**Extracted text:**
(begin)

Journal of the Ceramic Association, Japan Volume 93, Issue 1079

Assuring Mechanical Reliability of Ceramic Components

Figure 3 is a schematic flow diagram for a reliability analysis of ceramic structural components. First, the strength of a number of specimens (at least 50) is measured under inert test conditions, i.e. in absence of subcritical crack growth. From a Weibull analysis of this data base and a stress analysis of the component, the fast fracture reliability can be calculated. The fatigue reliability is then calculated based on the fatigue parameters determined by measuring the strength of a group of specimens (at least 100) as a function of stressing rate in a simulated service environment. If the calculated reliabilities are too low, the design of the component can then be modified iteratively until an acceptable level of reliability is reached or proof testing can be used to assure aginst failure in service.

Influence of Kiln Atmosphere on Color and Sintering Properties of Red Clay Containing Iron

Phase transformations of clay containing iron oxide, by firing under various atmospheric conditions up to 1250°C, were studied by X-ray diffraction and ESR. Under reducing conditions and at low temperature (1100°C), hercynite was formed but dissociated at high temperature. Iron oxide was reduced to metallic iron under strongly reducing conditions. The stable phase of hematite appeared when fired in oxidizing atmospheres at 1250°C. Three types of color were observed in the fired products, such as, red in oxidative firing, black in neutral or strongly reductive firing, and yellowish brown in mild reductive firing. Mechanical property was found to be weakest when fired at air ratio of 0.9, that was, under mild reducing condition. This paper describes the effect of atmospheric conditions on firing properties of Japanese clay containing iron oxide for industrial applications.

(end)

**Instructions to follow:** Write what comes next in the ceramics journal excerpt above, picking up right after its last sentence.

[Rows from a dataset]

(begin)

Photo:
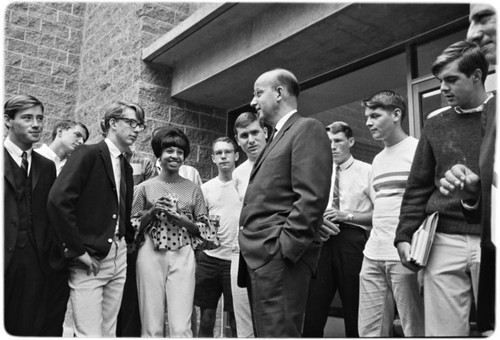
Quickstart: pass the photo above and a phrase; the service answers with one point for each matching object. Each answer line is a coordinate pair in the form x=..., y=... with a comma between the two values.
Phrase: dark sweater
x=447, y=139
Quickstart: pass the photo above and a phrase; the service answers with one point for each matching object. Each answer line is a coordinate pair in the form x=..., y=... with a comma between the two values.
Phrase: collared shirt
x=16, y=152
x=117, y=171
x=355, y=194
x=283, y=120
x=480, y=108
x=47, y=152
x=241, y=177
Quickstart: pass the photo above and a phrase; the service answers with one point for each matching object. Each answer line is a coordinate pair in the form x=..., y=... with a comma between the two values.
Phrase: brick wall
x=42, y=55
x=79, y=57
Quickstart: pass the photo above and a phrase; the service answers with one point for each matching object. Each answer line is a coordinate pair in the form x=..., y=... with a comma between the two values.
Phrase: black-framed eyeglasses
x=222, y=152
x=133, y=123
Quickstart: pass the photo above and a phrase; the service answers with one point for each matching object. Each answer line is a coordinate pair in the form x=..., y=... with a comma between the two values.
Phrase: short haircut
x=20, y=102
x=115, y=110
x=337, y=127
x=245, y=119
x=288, y=80
x=225, y=140
x=469, y=56
x=165, y=137
x=68, y=124
x=86, y=130
x=387, y=100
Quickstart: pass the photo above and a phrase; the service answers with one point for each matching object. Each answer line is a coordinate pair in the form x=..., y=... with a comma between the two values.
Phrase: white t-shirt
x=222, y=199
x=390, y=170
x=241, y=176
x=47, y=152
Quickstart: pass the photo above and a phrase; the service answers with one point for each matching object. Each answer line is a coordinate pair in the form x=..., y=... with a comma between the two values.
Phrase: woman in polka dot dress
x=172, y=219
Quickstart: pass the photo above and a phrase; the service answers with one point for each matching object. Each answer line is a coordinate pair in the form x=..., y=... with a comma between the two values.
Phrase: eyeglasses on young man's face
x=133, y=123
x=222, y=152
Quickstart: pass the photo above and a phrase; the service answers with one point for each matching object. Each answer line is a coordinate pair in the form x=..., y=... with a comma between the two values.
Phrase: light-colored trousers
x=382, y=285
x=241, y=304
x=96, y=299
x=165, y=282
x=450, y=284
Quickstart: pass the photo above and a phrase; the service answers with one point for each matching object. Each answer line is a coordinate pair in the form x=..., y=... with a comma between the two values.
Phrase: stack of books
x=421, y=242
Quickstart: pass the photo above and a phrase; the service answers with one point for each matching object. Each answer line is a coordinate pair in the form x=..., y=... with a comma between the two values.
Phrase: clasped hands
x=330, y=226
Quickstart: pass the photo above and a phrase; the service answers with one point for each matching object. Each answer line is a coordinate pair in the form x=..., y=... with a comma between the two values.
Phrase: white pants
x=96, y=299
x=381, y=284
x=165, y=282
x=450, y=284
x=241, y=304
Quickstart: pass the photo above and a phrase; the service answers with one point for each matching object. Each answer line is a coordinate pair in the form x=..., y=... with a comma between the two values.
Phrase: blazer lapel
x=273, y=143
x=35, y=172
x=8, y=174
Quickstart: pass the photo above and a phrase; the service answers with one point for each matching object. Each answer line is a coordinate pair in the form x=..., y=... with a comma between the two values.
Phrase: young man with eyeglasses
x=213, y=268
x=89, y=206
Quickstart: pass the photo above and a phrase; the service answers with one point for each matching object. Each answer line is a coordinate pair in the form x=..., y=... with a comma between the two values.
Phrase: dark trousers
x=129, y=319
x=338, y=269
x=24, y=293
x=57, y=301
x=278, y=296
x=486, y=294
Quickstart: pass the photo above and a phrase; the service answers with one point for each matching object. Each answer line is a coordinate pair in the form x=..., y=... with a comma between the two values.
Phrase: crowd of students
x=135, y=244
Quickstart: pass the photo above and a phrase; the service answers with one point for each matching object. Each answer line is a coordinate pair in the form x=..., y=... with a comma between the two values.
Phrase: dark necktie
x=24, y=163
x=123, y=195
x=336, y=200
x=271, y=137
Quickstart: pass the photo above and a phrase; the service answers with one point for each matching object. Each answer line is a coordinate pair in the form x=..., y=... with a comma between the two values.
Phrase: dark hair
x=225, y=140
x=86, y=130
x=165, y=137
x=245, y=119
x=337, y=127
x=115, y=110
x=20, y=102
x=387, y=100
x=68, y=124
x=469, y=56
x=288, y=80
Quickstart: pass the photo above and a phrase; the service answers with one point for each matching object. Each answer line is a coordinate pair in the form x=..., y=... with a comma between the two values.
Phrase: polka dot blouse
x=165, y=234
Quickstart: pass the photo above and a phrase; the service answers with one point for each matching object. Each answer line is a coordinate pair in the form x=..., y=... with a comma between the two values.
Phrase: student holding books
x=452, y=136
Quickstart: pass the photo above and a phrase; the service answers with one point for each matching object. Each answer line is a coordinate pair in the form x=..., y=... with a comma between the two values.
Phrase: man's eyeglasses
x=133, y=123
x=221, y=152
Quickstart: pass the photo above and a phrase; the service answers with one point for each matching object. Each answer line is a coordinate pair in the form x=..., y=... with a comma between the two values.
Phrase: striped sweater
x=390, y=170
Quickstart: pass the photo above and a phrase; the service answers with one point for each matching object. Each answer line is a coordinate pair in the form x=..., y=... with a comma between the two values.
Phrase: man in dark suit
x=89, y=206
x=28, y=177
x=283, y=209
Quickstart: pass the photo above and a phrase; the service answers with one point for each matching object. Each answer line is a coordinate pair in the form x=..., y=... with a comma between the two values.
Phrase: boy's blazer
x=83, y=203
x=43, y=174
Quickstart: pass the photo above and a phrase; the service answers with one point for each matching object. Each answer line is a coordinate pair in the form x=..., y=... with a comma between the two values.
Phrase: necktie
x=271, y=137
x=123, y=195
x=335, y=202
x=24, y=163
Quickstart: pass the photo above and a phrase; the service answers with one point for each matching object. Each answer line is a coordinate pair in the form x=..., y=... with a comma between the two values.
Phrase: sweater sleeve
x=419, y=189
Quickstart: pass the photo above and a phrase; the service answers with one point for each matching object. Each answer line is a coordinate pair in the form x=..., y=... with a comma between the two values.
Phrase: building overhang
x=217, y=53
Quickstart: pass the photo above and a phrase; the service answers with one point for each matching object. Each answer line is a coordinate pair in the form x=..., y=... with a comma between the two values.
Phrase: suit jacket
x=486, y=292
x=43, y=174
x=287, y=195
x=83, y=203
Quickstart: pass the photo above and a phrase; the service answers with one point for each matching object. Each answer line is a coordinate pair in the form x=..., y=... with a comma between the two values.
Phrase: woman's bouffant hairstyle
x=166, y=137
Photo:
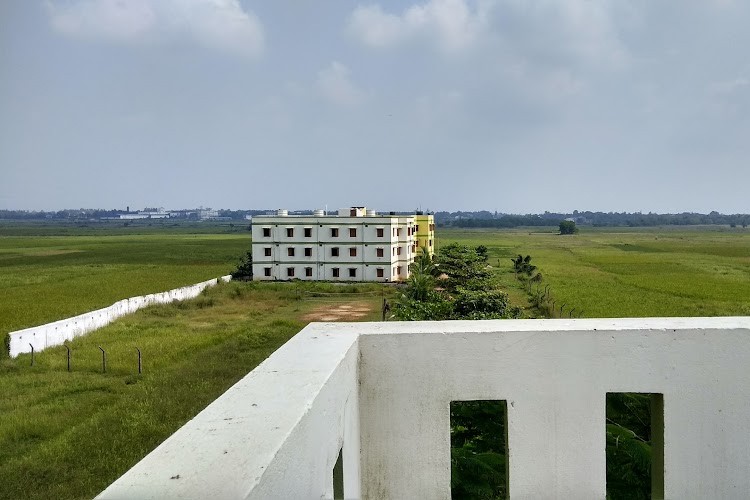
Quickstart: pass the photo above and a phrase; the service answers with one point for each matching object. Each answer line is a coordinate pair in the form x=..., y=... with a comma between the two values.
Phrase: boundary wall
x=56, y=333
x=380, y=393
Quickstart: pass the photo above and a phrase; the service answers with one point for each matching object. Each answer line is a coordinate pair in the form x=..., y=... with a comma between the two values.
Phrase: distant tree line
x=596, y=219
x=444, y=219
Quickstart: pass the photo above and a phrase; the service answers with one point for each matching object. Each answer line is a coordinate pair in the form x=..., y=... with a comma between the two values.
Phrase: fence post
x=104, y=360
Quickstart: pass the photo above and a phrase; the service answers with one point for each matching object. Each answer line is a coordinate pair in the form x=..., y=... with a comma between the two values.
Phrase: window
x=484, y=422
x=641, y=415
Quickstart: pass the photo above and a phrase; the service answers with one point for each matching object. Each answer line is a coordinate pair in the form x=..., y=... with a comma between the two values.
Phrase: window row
x=335, y=272
x=380, y=232
x=335, y=251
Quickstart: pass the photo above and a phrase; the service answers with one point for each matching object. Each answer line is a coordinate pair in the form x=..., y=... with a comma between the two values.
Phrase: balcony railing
x=376, y=396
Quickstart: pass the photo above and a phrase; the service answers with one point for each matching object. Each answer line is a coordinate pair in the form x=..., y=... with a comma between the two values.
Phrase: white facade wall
x=58, y=332
x=324, y=236
x=382, y=391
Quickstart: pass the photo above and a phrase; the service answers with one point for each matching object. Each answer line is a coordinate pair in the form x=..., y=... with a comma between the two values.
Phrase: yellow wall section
x=425, y=232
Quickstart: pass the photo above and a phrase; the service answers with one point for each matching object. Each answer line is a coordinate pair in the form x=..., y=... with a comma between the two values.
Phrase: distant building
x=355, y=244
x=159, y=214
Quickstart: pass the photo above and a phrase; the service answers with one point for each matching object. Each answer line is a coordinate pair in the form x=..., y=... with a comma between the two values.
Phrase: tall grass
x=46, y=278
x=69, y=434
x=631, y=273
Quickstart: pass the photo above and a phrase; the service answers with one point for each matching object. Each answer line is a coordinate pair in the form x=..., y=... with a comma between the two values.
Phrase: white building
x=355, y=244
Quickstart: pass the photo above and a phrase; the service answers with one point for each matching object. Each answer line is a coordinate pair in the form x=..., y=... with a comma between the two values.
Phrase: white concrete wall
x=56, y=333
x=384, y=390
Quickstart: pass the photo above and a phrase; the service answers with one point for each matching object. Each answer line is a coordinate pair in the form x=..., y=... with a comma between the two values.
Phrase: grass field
x=628, y=272
x=68, y=435
x=47, y=277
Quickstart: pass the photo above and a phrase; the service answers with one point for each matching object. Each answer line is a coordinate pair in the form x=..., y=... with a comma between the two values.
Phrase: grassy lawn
x=628, y=272
x=46, y=278
x=68, y=435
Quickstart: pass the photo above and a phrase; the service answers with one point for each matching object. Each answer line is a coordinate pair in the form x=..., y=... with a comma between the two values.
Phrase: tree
x=244, y=269
x=463, y=267
x=568, y=227
x=467, y=291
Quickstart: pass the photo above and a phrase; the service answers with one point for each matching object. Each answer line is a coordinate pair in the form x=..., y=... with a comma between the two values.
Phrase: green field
x=629, y=272
x=68, y=435
x=46, y=276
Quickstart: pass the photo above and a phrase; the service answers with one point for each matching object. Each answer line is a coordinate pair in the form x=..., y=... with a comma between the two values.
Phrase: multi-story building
x=355, y=244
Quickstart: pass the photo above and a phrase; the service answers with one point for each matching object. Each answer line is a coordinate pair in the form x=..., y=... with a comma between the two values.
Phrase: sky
x=515, y=106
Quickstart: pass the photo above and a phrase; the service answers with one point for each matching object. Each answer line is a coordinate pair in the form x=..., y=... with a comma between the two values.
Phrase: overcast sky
x=511, y=105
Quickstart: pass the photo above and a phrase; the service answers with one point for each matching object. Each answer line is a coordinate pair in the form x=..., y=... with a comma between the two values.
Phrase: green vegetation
x=623, y=273
x=68, y=435
x=568, y=227
x=46, y=278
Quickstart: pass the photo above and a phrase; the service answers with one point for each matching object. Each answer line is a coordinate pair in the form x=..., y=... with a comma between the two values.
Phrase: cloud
x=451, y=24
x=335, y=85
x=579, y=30
x=730, y=86
x=218, y=24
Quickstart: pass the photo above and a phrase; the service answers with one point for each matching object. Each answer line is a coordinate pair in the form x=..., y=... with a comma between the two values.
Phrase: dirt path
x=352, y=311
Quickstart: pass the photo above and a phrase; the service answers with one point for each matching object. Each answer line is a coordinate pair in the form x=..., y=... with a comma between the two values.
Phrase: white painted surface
x=385, y=389
x=56, y=333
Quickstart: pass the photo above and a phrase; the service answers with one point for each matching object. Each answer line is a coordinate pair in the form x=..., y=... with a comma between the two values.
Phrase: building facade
x=354, y=244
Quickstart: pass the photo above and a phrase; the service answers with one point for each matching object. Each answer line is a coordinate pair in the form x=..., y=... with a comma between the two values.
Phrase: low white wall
x=56, y=333
x=384, y=391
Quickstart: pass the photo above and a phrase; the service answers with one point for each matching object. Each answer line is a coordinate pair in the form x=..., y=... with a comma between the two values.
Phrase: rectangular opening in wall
x=635, y=445
x=479, y=449
x=338, y=476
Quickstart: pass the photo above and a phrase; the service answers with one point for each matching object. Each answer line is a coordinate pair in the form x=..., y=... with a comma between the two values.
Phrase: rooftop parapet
x=378, y=395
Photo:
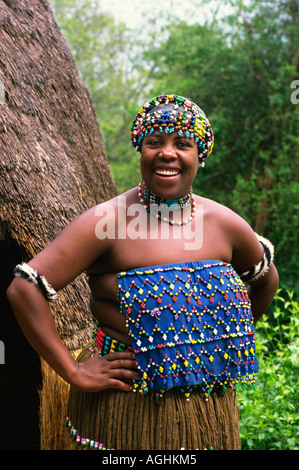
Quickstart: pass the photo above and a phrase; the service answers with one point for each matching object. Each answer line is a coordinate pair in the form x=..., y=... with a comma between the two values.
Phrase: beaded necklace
x=147, y=198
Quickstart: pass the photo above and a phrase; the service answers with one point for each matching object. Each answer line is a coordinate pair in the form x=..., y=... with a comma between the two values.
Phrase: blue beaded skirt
x=190, y=324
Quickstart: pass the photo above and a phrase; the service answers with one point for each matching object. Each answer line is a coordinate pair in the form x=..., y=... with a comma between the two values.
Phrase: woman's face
x=169, y=164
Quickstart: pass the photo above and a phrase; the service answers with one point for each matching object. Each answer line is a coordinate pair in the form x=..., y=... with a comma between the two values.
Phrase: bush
x=269, y=414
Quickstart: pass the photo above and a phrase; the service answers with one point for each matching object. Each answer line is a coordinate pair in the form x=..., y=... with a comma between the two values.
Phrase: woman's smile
x=169, y=163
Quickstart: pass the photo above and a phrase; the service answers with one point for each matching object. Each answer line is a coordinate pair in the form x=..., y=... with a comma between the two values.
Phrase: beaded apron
x=190, y=324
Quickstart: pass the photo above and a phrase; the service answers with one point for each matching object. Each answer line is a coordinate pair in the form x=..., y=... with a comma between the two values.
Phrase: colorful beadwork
x=105, y=343
x=177, y=114
x=149, y=200
x=84, y=441
x=190, y=325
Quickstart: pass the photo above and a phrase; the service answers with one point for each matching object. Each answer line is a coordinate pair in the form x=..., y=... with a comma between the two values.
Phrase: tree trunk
x=52, y=168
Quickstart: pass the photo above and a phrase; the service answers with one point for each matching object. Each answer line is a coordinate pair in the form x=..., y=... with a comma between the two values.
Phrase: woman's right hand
x=113, y=370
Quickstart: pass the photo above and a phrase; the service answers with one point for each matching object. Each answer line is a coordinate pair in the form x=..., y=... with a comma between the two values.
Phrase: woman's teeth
x=167, y=172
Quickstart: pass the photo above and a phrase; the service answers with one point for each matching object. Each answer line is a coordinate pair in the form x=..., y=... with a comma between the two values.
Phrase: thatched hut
x=52, y=168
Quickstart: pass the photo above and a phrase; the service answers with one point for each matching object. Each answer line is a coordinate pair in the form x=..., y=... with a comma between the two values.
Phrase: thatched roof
x=52, y=161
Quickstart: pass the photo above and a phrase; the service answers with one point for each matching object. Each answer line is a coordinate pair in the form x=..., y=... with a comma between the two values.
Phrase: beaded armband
x=259, y=270
x=26, y=272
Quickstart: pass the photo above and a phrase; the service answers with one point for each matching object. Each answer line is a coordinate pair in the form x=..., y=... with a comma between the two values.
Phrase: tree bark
x=52, y=161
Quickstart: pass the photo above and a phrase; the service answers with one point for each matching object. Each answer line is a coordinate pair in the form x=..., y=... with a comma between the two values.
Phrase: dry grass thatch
x=52, y=161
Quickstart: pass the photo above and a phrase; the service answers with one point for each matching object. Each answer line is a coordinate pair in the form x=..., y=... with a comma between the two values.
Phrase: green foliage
x=239, y=69
x=269, y=414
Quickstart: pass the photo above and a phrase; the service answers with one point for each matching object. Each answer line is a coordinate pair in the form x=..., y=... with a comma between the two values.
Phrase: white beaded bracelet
x=26, y=272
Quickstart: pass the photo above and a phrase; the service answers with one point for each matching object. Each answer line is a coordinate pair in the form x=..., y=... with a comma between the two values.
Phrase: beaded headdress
x=177, y=114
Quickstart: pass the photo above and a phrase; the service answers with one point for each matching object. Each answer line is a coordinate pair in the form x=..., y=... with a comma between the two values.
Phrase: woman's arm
x=60, y=263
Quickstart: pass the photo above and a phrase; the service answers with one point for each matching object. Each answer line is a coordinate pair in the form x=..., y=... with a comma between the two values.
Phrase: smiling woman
x=174, y=321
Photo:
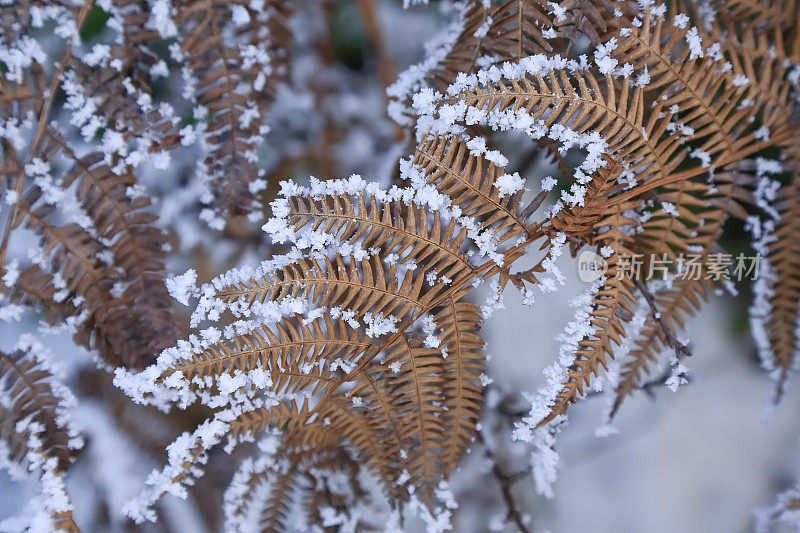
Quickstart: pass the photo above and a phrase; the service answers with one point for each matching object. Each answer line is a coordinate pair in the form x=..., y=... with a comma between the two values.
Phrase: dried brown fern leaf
x=595, y=19
x=27, y=384
x=682, y=299
x=469, y=181
x=504, y=32
x=233, y=118
x=358, y=286
x=35, y=429
x=614, y=298
x=389, y=226
x=121, y=218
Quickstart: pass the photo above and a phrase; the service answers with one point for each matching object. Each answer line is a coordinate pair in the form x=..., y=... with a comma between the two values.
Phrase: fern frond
x=613, y=297
x=234, y=118
x=470, y=181
x=683, y=299
x=504, y=32
x=35, y=429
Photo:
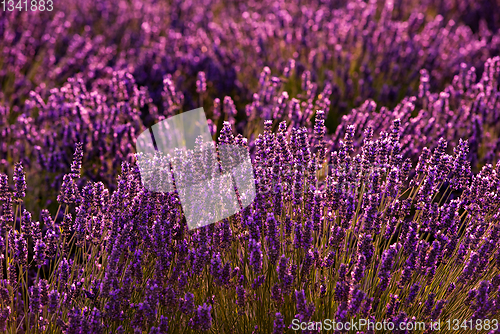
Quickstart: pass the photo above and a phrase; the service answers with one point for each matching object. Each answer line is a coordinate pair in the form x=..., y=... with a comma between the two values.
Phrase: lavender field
x=374, y=133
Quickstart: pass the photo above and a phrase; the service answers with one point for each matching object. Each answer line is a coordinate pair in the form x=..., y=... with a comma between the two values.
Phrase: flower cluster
x=374, y=137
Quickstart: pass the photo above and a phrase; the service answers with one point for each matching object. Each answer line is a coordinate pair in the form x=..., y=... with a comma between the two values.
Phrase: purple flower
x=202, y=319
x=19, y=183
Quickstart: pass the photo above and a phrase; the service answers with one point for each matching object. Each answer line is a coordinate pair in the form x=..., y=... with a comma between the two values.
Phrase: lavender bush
x=377, y=239
x=374, y=133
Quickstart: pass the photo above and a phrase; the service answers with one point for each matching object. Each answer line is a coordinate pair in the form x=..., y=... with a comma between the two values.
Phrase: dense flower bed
x=373, y=129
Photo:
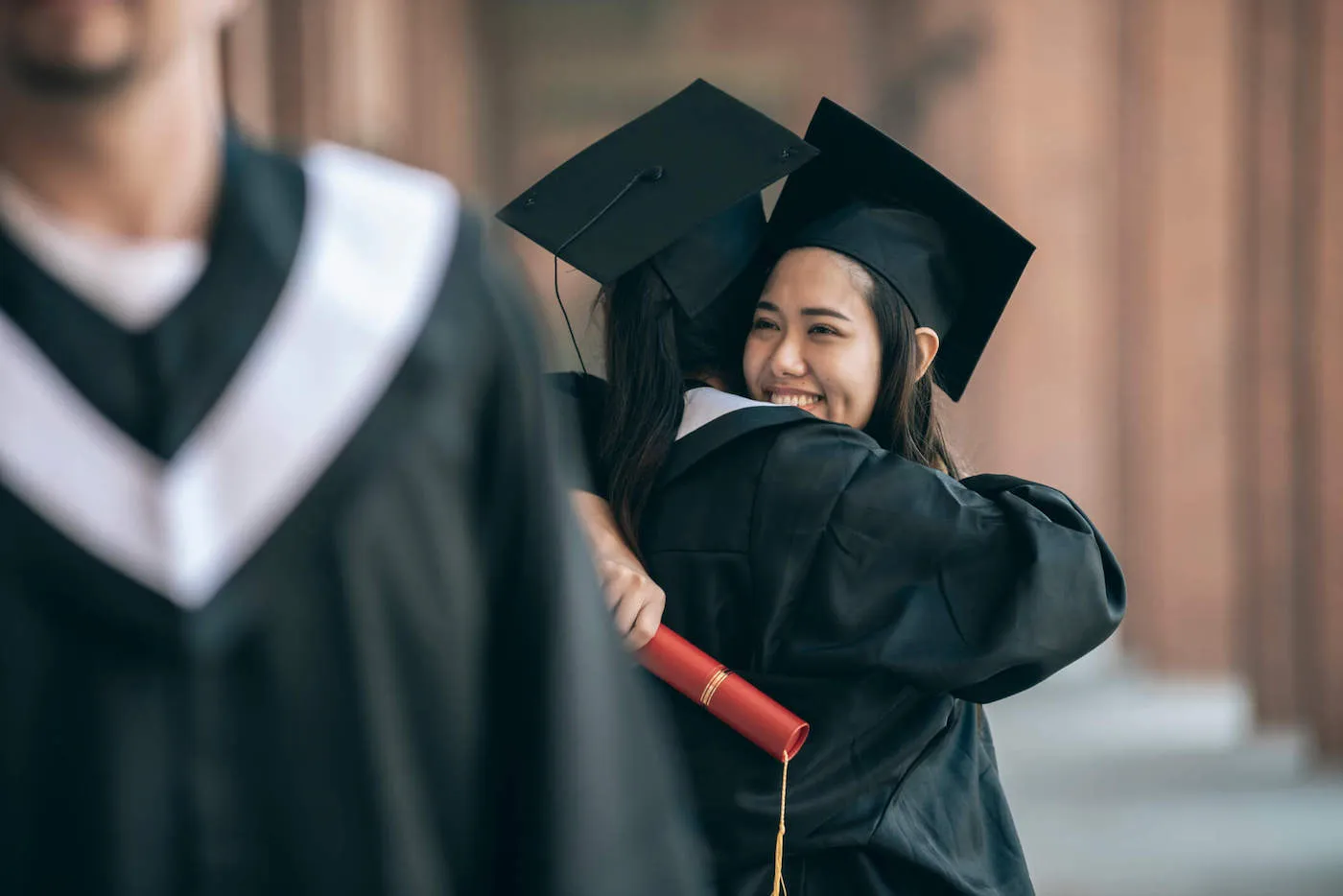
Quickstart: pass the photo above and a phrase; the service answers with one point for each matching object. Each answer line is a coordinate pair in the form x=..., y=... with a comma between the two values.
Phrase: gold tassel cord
x=779, y=888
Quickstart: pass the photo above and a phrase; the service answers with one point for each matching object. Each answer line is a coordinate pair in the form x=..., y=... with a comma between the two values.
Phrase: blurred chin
x=67, y=80
x=67, y=54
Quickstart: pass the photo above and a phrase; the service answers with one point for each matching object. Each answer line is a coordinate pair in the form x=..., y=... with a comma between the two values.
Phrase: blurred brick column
x=1323, y=385
x=1049, y=136
x=396, y=77
x=247, y=70
x=1265, y=371
x=1184, y=205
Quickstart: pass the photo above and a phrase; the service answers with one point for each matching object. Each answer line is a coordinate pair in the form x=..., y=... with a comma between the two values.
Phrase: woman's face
x=814, y=342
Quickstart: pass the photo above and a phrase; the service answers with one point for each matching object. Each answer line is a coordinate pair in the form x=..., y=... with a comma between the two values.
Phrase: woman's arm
x=635, y=601
x=978, y=589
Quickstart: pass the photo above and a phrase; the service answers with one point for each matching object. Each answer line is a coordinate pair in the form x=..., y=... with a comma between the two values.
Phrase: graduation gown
x=882, y=602
x=289, y=600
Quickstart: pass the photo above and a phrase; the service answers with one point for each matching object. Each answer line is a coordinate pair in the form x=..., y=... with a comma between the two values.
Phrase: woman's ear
x=927, y=344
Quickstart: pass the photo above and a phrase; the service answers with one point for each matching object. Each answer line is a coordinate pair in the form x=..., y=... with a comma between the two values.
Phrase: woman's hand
x=635, y=601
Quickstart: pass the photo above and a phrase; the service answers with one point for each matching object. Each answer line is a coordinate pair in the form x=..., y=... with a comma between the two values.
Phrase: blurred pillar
x=1322, y=446
x=1266, y=359
x=402, y=78
x=1048, y=389
x=1182, y=205
x=247, y=70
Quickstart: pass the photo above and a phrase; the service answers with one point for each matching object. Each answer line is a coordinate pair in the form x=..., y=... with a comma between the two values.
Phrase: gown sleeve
x=979, y=589
x=570, y=781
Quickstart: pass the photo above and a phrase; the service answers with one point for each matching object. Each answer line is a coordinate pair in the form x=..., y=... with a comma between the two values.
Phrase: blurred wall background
x=1171, y=355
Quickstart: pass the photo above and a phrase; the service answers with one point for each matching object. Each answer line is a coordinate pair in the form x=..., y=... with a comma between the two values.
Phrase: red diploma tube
x=729, y=697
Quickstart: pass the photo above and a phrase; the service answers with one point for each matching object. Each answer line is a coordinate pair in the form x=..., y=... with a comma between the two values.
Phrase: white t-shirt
x=131, y=282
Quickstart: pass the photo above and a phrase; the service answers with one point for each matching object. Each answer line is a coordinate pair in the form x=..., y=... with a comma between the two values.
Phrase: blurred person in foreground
x=288, y=596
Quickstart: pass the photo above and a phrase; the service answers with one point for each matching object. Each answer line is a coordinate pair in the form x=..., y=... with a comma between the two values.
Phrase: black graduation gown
x=880, y=601
x=291, y=601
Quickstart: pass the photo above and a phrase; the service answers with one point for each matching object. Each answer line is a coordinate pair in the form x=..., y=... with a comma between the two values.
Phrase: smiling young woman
x=833, y=338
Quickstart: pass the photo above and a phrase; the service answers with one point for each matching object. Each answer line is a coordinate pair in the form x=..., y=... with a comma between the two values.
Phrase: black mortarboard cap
x=953, y=259
x=677, y=185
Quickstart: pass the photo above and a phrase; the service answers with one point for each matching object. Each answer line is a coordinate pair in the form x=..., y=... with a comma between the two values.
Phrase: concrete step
x=1123, y=784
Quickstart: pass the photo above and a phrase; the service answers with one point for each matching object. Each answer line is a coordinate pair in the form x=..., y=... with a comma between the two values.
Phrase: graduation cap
x=678, y=187
x=953, y=261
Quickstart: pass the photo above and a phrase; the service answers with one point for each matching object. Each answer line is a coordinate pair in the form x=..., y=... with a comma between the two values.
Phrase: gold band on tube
x=712, y=688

(end)

**Answer for the task:**
Hydrothermal Oxidation of Titanium Metal

Reaction of titanium metal with high temperature-high pressure water were studied in a closed system and in an open system under the conditions of 400°-700°C, 10-150MPa and 0-120h. Titanium hydride (TiH_x), rutile and anatase phases were produced from α-titanium. Reactions proceeded above 450°C and almost finished at 650°C under 100MPa for 3h. Titanium was changed into rutile, anatase and titanium hydride at 500°C under 100MPa for 8h, and then anatase and titanium hydride were changed into rutile beyond 120h. The pressure had little effect in these reactions. Crystal growth of rutile was observed in the open system where high temperature-high pressure water acted as a solvent. The crystallite size of rutile was increased for about 3h but stopped at about 65nm in the closed system, while it was gradually increased about 85nm in the open system at 500°C under 100MPa for 120h.

Preparation of Sialon Powder from Alkoxides

Fine powders of the SiO₂-Al₂O₃ system, co-precipitated by hydrolysis of solutions containing silicon tetraethoxide and aluminum isopropoxide, were mixed with carbon and heated at 1430°C in N₂ atmosphere for the carbothermal reduction and nitridation. Among the resultant sialon powders of different Si/Al ratios, only the powder prepared from the starting powder with Si/Al=1 composition gave single phase sialon. The sialon powder consisted of fine particles of 0.05-0.3μm in diameter. The processes of carbothermal reduction and nitridation were investigated for a Si/Al=1 composition on the basis of chemical analysis of the resultant sialon powders. The chemical reactions included not only the substitution of O by N but also the evaporation of SiO vapor. Accordingly, the Si/Al ratio in the sialon powder decreased with increasing heating time.

Effect of Composition on Mechanical Properties of β-Sialon

The preparation of β-sialon from a powder mixtures of Si₃N₄, Al₂O₃ and AlN was studied with respect to the media and duration of ball milling and the particle size of Al₂O₃. The mechanical properties of hot-pressed β-sialon with z=1, 2, 3 and 4 were measured. The distribution of flexural strength was smallest after 72h milling. The effect of the average particle size of Al₂O₃ (<1μm) on the flexural strength was not clear. The flexural strength and Vickers hardness of β-sialon decreased from about 50kg/mm² to about 38kg/mm² and from about 2100kg/mm² to about 1300kg/mm², respectively, with increasing z-value from 1 to 4. Young's modulus decreased from 2.91×10⁶kg/cm² to 2.34×10⁶kg/cm² with increasing z-value from 1 to 3, howerver, it increased slightly to 2.37×10⁶kg/cm² at z=4. Fracture toughness decreased from about 3.6MN/m^3/2 to about 2.4MN/m^3/2 with increasing z-value from 1 to 3, and it was almost constant from z=3 to z=4.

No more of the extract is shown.